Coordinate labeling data
** Begin **

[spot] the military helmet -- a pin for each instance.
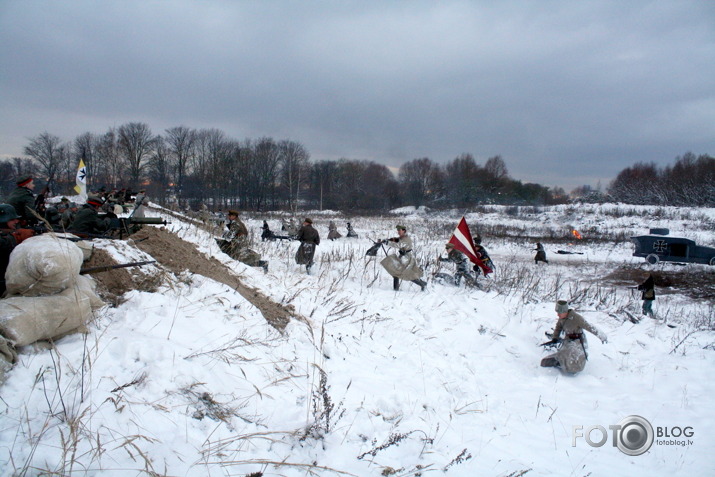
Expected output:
(95, 201)
(7, 213)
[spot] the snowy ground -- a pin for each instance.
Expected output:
(192, 381)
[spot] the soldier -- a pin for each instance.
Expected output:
(648, 295)
(333, 231)
(309, 239)
(139, 202)
(403, 265)
(10, 237)
(571, 356)
(458, 258)
(540, 254)
(267, 233)
(68, 216)
(483, 255)
(351, 232)
(23, 200)
(88, 221)
(236, 244)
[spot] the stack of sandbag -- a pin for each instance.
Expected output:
(47, 297)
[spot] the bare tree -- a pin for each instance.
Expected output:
(108, 164)
(135, 144)
(293, 163)
(86, 148)
(264, 171)
(180, 143)
(496, 167)
(159, 168)
(420, 181)
(46, 149)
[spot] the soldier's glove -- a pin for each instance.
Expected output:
(22, 234)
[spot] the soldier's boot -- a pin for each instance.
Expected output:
(550, 362)
(421, 283)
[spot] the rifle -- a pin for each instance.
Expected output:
(106, 268)
(283, 237)
(41, 228)
(551, 343)
(129, 225)
(376, 245)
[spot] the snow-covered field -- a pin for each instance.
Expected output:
(192, 381)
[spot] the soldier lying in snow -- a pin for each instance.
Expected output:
(572, 354)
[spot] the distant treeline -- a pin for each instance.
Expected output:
(689, 182)
(194, 166)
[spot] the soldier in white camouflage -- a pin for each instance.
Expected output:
(572, 354)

** End **

Goal of the exercise: Copy out all of the rows above word for word, omitting the pictures.

Task answer:
[spot] the military helmet -- a pin for each instance.
Expected output:
(95, 201)
(7, 213)
[spot] the snowy ground -- a pin for each instance.
Expected output:
(192, 381)
[spot] the soldier -- a pin for each instance.
Expected output:
(648, 295)
(333, 231)
(309, 239)
(139, 202)
(403, 265)
(10, 237)
(571, 356)
(458, 258)
(540, 254)
(267, 233)
(68, 216)
(483, 255)
(351, 232)
(23, 200)
(88, 221)
(236, 244)
[spot] the stack of sandbag -- a pin for each instance.
Expected output:
(47, 297)
[spot] the bare tree -- a pin for each instance.
Expected output:
(108, 164)
(135, 144)
(293, 163)
(86, 148)
(264, 171)
(180, 143)
(496, 167)
(159, 168)
(420, 181)
(46, 149)
[spot] the soldier's glove -- a pin for each instance.
Expected output:
(22, 234)
[spot] the soldier's boot -- a pin for each instance.
Expected output:
(550, 362)
(421, 283)
[spot] the rifle -- a pin for each instance.
Expected output:
(106, 268)
(283, 237)
(41, 228)
(551, 343)
(129, 225)
(376, 245)
[spot] the snow-covered field -- a pin for each instance.
Expected output:
(192, 381)
[spot] the soldier lying in snow -- a pin for each instance.
Expected output:
(572, 354)
[spot] the distant treeline -- a pin for each instance.
Expected output:
(689, 182)
(194, 166)
[spot] the soldier in white camouflage -- a pin for each instance.
Expected output:
(572, 354)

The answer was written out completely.